▶ What needs to be done: Would you print the records below from the first line through the line containing "target: white fringe tassel", skipping the pictures?

============================================================

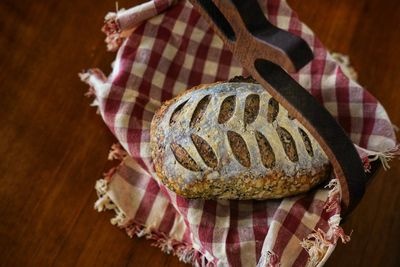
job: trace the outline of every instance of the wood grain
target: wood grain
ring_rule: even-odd
[[[289,2],[327,47],[351,56],[361,84],[400,124],[397,1]],[[0,266],[186,266],[93,210],[115,139],[77,73],[110,71],[99,28],[113,9],[114,1],[0,2]],[[392,166],[344,224],[352,241],[327,266],[400,266],[400,165]]]

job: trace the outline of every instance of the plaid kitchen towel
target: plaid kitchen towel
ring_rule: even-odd
[[[285,1],[259,2],[274,25],[313,50],[314,60],[293,77],[342,125],[366,171],[371,160],[388,167],[399,147],[382,105],[346,76]],[[122,145],[110,152],[121,164],[96,184],[95,207],[114,209],[113,224],[196,266],[321,266],[338,239],[349,241],[339,226],[335,177],[326,188],[272,201],[188,200],[159,184],[149,147],[157,108],[187,88],[245,70],[187,1],[155,0],[109,13],[103,31],[109,50],[117,51],[113,71],[106,77],[91,69],[81,79]]]

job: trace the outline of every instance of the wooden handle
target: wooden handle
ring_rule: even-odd
[[[316,138],[340,181],[343,211],[349,213],[365,191],[361,159],[332,115],[286,72],[312,60],[307,43],[273,26],[256,0],[190,2],[253,78]]]

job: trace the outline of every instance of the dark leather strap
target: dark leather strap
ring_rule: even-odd
[[[295,72],[313,59],[307,43],[272,25],[257,0],[190,2],[243,67],[317,139],[340,181],[343,213],[349,213],[367,182],[360,157],[332,115],[286,72]]]

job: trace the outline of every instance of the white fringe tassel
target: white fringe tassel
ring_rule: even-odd
[[[126,215],[112,202],[107,194],[108,182],[105,179],[100,179],[96,182],[95,188],[99,198],[96,201],[94,208],[98,212],[114,210],[115,217],[110,220],[111,224],[125,228],[130,237],[135,234],[138,237],[152,239],[154,240],[154,243],[152,244],[153,246],[159,247],[164,253],[173,253],[184,263],[194,263],[196,257],[202,257],[196,255],[194,249],[190,245],[173,240],[163,234],[155,233],[149,227],[139,226],[137,224],[127,226]]]
[[[400,144],[396,145],[394,148],[383,152],[368,151],[369,162],[380,160],[383,169],[386,171],[390,169],[389,161],[400,156]]]
[[[125,214],[122,210],[120,210],[111,200],[111,198],[107,194],[108,183],[105,179],[100,179],[96,182],[95,186],[98,199],[94,203],[94,209],[98,212],[106,211],[106,210],[114,210],[115,217],[110,220],[112,225],[121,226],[125,221]]]
[[[358,74],[356,70],[351,66],[350,58],[347,55],[343,55],[341,53],[331,53],[333,59],[339,63],[340,67],[342,67],[343,72],[352,80],[357,81]]]
[[[328,199],[325,204],[327,211],[339,209],[341,199],[340,184],[337,179],[332,179],[327,187],[331,188],[328,194]],[[309,259],[307,267],[319,266],[324,260],[328,250],[334,247],[340,238],[343,243],[350,241],[350,236],[346,235],[340,227],[340,214],[335,214],[328,220],[329,229],[325,233],[321,229],[309,234],[302,242],[302,247],[308,252]]]

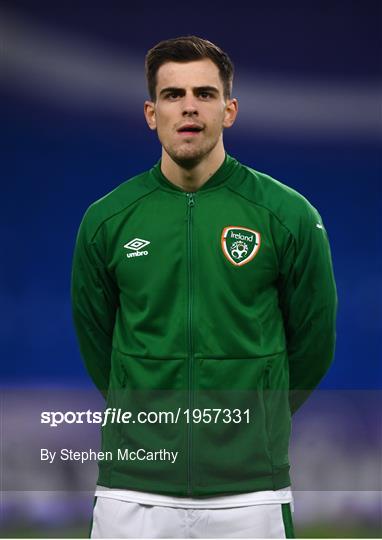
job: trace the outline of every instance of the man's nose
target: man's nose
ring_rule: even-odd
[[[196,97],[193,94],[186,94],[182,100],[183,115],[198,114]]]

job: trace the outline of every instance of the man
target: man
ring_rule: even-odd
[[[220,48],[160,42],[146,75],[161,160],[88,208],[73,263],[87,369],[131,413],[103,427],[92,537],[293,537],[290,417],[335,341],[326,231],[225,152]]]

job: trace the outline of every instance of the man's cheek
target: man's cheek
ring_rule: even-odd
[[[165,130],[161,124],[157,124],[157,135],[158,139],[162,142],[162,140],[165,138]]]

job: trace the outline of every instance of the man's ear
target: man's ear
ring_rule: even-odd
[[[155,118],[155,103],[153,101],[145,101],[143,112],[149,128],[152,130],[156,129],[157,122]]]
[[[239,103],[236,98],[228,99],[224,112],[223,127],[229,128],[236,120],[239,111]]]

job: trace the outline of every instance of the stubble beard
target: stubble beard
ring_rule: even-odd
[[[219,137],[216,140],[205,141],[204,144],[198,147],[193,142],[183,142],[178,147],[162,144],[167,154],[179,167],[193,169],[212,152],[218,142]]]

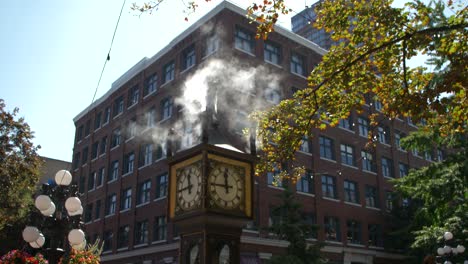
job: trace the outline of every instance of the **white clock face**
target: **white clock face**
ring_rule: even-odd
[[[187,211],[199,205],[201,198],[201,167],[199,163],[177,170],[177,200]]]
[[[209,190],[212,201],[221,208],[242,207],[244,168],[214,161],[211,163]]]

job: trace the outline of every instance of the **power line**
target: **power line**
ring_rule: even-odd
[[[119,27],[120,17],[122,17],[122,11],[124,9],[126,1],[127,0],[123,1],[122,8],[120,9],[119,18],[117,19],[117,23],[115,24],[114,34],[112,35],[112,40],[111,40],[111,43],[110,43],[109,51],[107,52],[106,60],[104,61],[104,65],[102,66],[101,74],[99,76],[99,80],[98,80],[98,83],[96,85],[96,89],[94,91],[93,99],[91,100],[91,105],[94,103],[94,99],[96,98],[96,94],[97,94],[97,91],[99,89],[99,84],[101,84],[102,75],[104,74],[104,70],[106,69],[107,62],[110,60],[110,52],[112,50],[112,45],[114,44],[115,34],[117,33],[117,28]]]

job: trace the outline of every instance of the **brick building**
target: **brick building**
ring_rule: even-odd
[[[166,217],[171,133],[179,142],[175,151],[196,145],[197,114],[206,104],[216,109],[213,123],[230,132],[223,134],[224,143],[248,151],[241,133],[248,112],[305,87],[326,52],[280,27],[267,41],[256,40],[255,30],[245,10],[223,2],[75,117],[72,171],[83,193],[87,239],[105,242],[104,263],[177,263],[179,237]],[[197,97],[201,103],[190,101]],[[320,227],[311,242],[326,243],[331,263],[394,263],[403,257],[384,250],[385,218],[394,203],[388,180],[428,161],[399,145],[416,129],[410,120],[383,120],[375,128],[376,149],[365,149],[366,116],[375,111],[379,103],[369,101],[363,114],[353,113],[339,127],[313,131],[297,153],[307,174],[296,195],[308,221]],[[262,229],[271,223],[270,208],[282,190],[273,178],[256,179],[255,220],[243,230],[242,263],[263,263],[287,247]]]

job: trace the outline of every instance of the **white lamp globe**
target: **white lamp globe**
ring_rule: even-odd
[[[68,213],[76,212],[80,209],[81,201],[78,197],[70,197],[65,201],[65,208],[67,208]]]
[[[34,242],[39,238],[39,229],[35,226],[27,226],[23,230],[23,239],[26,242]]]
[[[452,248],[450,246],[444,246],[444,253],[448,254],[450,252],[452,252]]]
[[[446,260],[444,261],[444,264],[452,264],[452,262],[450,260]]]
[[[45,243],[45,237],[41,233],[39,234],[39,238],[34,242],[29,242],[29,245],[33,248],[41,248],[42,246],[44,246],[44,243]]]
[[[458,245],[457,246],[457,251],[458,251],[458,253],[463,253],[463,252],[465,252],[465,247],[463,245]]]
[[[52,216],[55,213],[55,209],[56,209],[55,204],[52,203],[49,208],[47,208],[44,211],[41,211],[41,214],[44,216]]]
[[[68,185],[70,185],[71,181],[72,181],[72,175],[67,170],[59,170],[55,174],[55,182],[58,185],[68,186]]]
[[[438,248],[438,249],[437,249],[437,254],[438,254],[439,256],[444,255],[444,253],[445,253],[445,252],[444,252],[444,249],[443,249],[443,248]]]
[[[81,229],[72,229],[70,233],[68,233],[68,241],[72,246],[83,243],[84,239],[85,234]]]
[[[452,254],[454,255],[457,255],[458,254],[458,250],[456,247],[452,248]]]
[[[52,203],[52,200],[50,199],[49,196],[41,194],[36,197],[36,201],[34,204],[36,205],[36,208],[39,209],[39,211],[44,211],[49,209],[50,204]]]
[[[444,233],[444,239],[445,239],[445,240],[450,240],[450,239],[452,239],[452,238],[453,238],[452,232],[448,232],[448,231],[447,231],[447,232]]]
[[[72,245],[72,248],[75,250],[83,250],[86,247],[86,239],[81,242],[79,245]]]
[[[80,208],[75,212],[68,212],[68,215],[75,216],[75,215],[82,215],[83,214],[83,206],[80,205]]]

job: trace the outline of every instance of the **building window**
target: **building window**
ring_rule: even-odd
[[[398,163],[398,169],[399,169],[399,172],[400,172],[400,178],[405,177],[406,175],[408,175],[409,167],[408,167],[407,164],[399,162]]]
[[[133,172],[133,167],[135,164],[135,154],[130,152],[124,156],[124,165],[123,165],[123,174],[128,174]]]
[[[291,72],[305,76],[305,57],[297,53],[291,53]]]
[[[137,133],[137,122],[136,118],[132,118],[127,122],[127,131],[125,133],[125,139],[130,140],[136,136]]]
[[[382,105],[382,102],[380,102],[379,100],[374,101],[374,106],[375,106],[375,110],[382,111],[383,105]]]
[[[156,149],[156,160],[160,160],[166,157],[167,151],[166,151],[166,145],[164,144],[159,144],[157,149]]]
[[[93,171],[88,176],[88,192],[94,190],[94,184],[96,182],[96,172]]]
[[[81,153],[81,160],[83,164],[86,164],[86,162],[88,162],[88,152],[89,152],[89,148],[85,147],[83,149],[83,152]]]
[[[278,168],[274,168],[273,171],[267,172],[268,185],[276,187],[283,186],[283,180],[279,177],[280,173],[281,171]]]
[[[75,156],[73,158],[73,169],[74,170],[78,169],[78,167],[80,166],[80,157],[81,157],[80,152],[75,153]]]
[[[382,246],[382,227],[377,224],[369,224],[367,226],[367,233],[369,234],[369,246],[381,247]]]
[[[443,161],[444,160],[444,152],[441,149],[437,149],[437,161]]]
[[[359,126],[359,135],[363,137],[367,137],[369,135],[369,120],[363,117],[359,117],[358,126]]]
[[[93,143],[93,146],[91,147],[91,159],[97,158],[98,152],[99,152],[99,141],[96,141]]]
[[[341,163],[349,165],[349,166],[355,166],[353,146],[341,144],[340,152],[341,152]]]
[[[120,141],[121,141],[120,128],[116,128],[114,129],[114,131],[112,131],[111,148],[115,148],[118,145],[120,145]]]
[[[96,114],[96,119],[94,119],[94,130],[98,130],[101,127],[102,112]]]
[[[382,175],[387,178],[395,178],[393,161],[389,158],[382,157]]]
[[[310,212],[310,213],[303,213],[302,214],[302,219],[303,220],[303,223],[309,227],[313,227],[313,226],[316,226],[317,225],[317,221],[316,221],[316,217],[315,215]],[[306,238],[317,238],[317,230],[313,229],[313,230],[310,230],[308,236]]]
[[[150,201],[151,180],[147,180],[138,185],[138,204],[148,203]]]
[[[146,119],[146,127],[151,128],[154,127],[156,124],[156,108],[151,107],[148,109],[148,112],[145,114],[145,119]]]
[[[106,153],[106,148],[107,148],[107,136],[101,139],[101,150],[99,151],[101,155]]]
[[[139,167],[148,166],[153,162],[153,144],[148,143],[140,147]]]
[[[140,98],[140,87],[138,87],[138,85],[135,85],[132,88],[130,88],[130,90],[128,91],[127,107],[137,104],[139,98]]]
[[[135,225],[135,245],[148,243],[148,220],[137,222]]]
[[[432,161],[432,153],[429,151],[424,152],[424,158],[428,161]]]
[[[344,198],[346,202],[359,203],[359,189],[356,182],[345,180],[344,183]]]
[[[87,204],[84,213],[85,223],[91,222],[93,220],[93,204]]]
[[[106,107],[104,110],[104,121],[102,122],[103,125],[108,124],[110,120],[110,115],[111,115],[111,109],[110,107]]]
[[[361,151],[361,161],[363,170],[375,172],[375,161],[372,153]]]
[[[403,150],[403,147],[401,146],[401,139],[404,138],[404,134],[398,130],[395,130],[395,147],[399,150]]]
[[[333,151],[333,139],[327,137],[320,137],[319,138],[320,144],[320,157],[335,160],[335,153]]]
[[[385,192],[385,208],[387,211],[392,211],[395,205],[395,194],[391,191]]]
[[[168,83],[174,80],[175,75],[175,63],[174,61],[169,62],[163,67],[163,83]]]
[[[311,153],[310,141],[307,136],[302,137],[301,145],[299,146],[299,151],[302,151],[305,153]]]
[[[390,144],[390,132],[388,128],[379,126],[377,128],[377,138],[382,144]]]
[[[348,118],[340,119],[340,122],[338,123],[338,127],[347,129],[347,130],[353,130],[353,117],[350,115]]]
[[[192,124],[189,122],[185,122],[184,124],[184,132],[182,134],[180,147],[181,149],[189,148],[193,145],[194,135],[193,135],[193,127]]]
[[[156,92],[158,89],[158,75],[155,73],[150,75],[145,80],[145,89],[143,90],[143,96],[147,96],[148,94],[152,94]]]
[[[330,175],[322,175],[322,195],[324,197],[338,199],[335,177]]]
[[[132,207],[132,188],[127,188],[122,191],[120,196],[120,211],[130,209]]]
[[[366,206],[373,208],[379,207],[377,188],[369,185],[366,185]]]
[[[341,241],[340,220],[337,217],[325,216],[325,240]]]
[[[80,193],[84,193],[85,191],[85,182],[86,182],[86,177],[85,176],[80,176],[80,189],[78,190]]]
[[[105,168],[101,167],[98,170],[98,174],[96,178],[96,187],[102,186],[102,184],[104,183],[104,175],[105,175],[104,173],[105,173]]]
[[[114,160],[111,162],[111,167],[109,169],[109,176],[107,178],[107,181],[115,181],[119,177],[119,161]]]
[[[361,244],[361,223],[355,220],[346,221],[346,226],[348,229],[347,240],[351,244]]]
[[[76,129],[76,142],[79,142],[80,140],[83,139],[83,125],[79,126]]]
[[[119,227],[119,232],[117,233],[117,248],[128,247],[128,236],[130,234],[130,226],[124,225]]]
[[[153,241],[166,240],[167,237],[167,223],[166,216],[157,216],[154,219],[153,228]]]
[[[161,120],[166,120],[172,115],[172,98],[161,101]]]
[[[114,101],[114,111],[113,111],[113,116],[116,117],[123,113],[124,110],[124,98],[123,95],[121,95],[119,98],[115,99]]]
[[[114,240],[114,232],[112,230],[106,230],[104,232],[104,238],[103,238],[103,251],[110,251],[112,250],[112,241]]]
[[[94,208],[94,219],[101,217],[101,200],[96,201],[96,207]]]
[[[167,173],[156,177],[156,199],[167,195]]]
[[[296,190],[303,193],[314,193],[314,175],[311,171],[306,171],[297,181]]]
[[[206,39],[206,44],[205,44],[205,51],[203,56],[208,56],[212,53],[215,53],[219,49],[219,38],[216,36],[216,34],[213,34],[212,36],[208,37]]]
[[[182,52],[182,70],[195,65],[195,46],[191,45]]]
[[[254,54],[255,39],[253,34],[245,29],[236,27],[234,46],[237,49]]]
[[[115,209],[117,206],[117,195],[115,193],[107,196],[106,199],[106,215],[115,214]]]
[[[85,125],[85,137],[89,136],[89,133],[91,133],[91,119],[88,119],[86,121],[86,125]]]
[[[263,49],[265,61],[279,65],[281,63],[281,48],[279,45],[266,41]]]
[[[265,91],[265,99],[272,104],[279,104],[281,94],[274,88],[267,88]]]

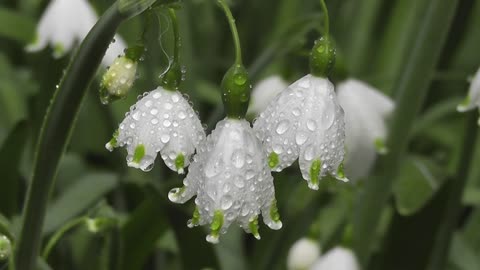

============================================================

▶ Solution for this exercise:
job: trace the outline of every instance of the wood grain
target: wood grain
ring_rule: even-odd
[[[289,2],[327,47],[351,56],[361,84],[400,124],[397,1]],[[0,266],[186,266],[93,210],[115,139],[77,73],[110,71],[99,28],[113,9],[114,1],[0,2]],[[392,166],[344,224],[352,241],[327,266],[400,266],[400,165]]]

job: trace the outline of every instance of the plaid kitchen towel
target: plaid kitchen towel
ring_rule: even-odd
[[[285,1],[259,2],[274,25],[313,50],[314,60],[293,77],[342,125],[366,171],[371,160],[388,167],[399,147],[382,105],[346,76]],[[122,145],[110,152],[121,164],[96,184],[95,207],[114,209],[113,224],[196,266],[321,266],[338,239],[349,241],[339,226],[335,177],[326,188],[272,201],[188,200],[159,184],[149,147],[157,108],[187,88],[245,70],[187,1],[155,0],[109,13],[103,31],[109,50],[117,51],[113,71],[106,77],[91,69],[81,79]]]

job: trace the outline of every instance of the wooden handle
target: wooden handle
ring_rule: even-odd
[[[316,138],[340,181],[343,211],[349,213],[365,191],[361,159],[332,115],[286,72],[312,60],[307,43],[273,26],[256,0],[190,2],[253,78]]]

job: trace the outline of every instance of the dark leather strap
target: dark leather strap
ring_rule: even-odd
[[[295,72],[313,59],[307,43],[272,25],[257,0],[190,2],[243,67],[317,139],[340,181],[343,213],[349,213],[367,182],[360,157],[332,115],[286,72]]]

job: trace the outline of every instance of the white fringe tassel
target: white fringe tassel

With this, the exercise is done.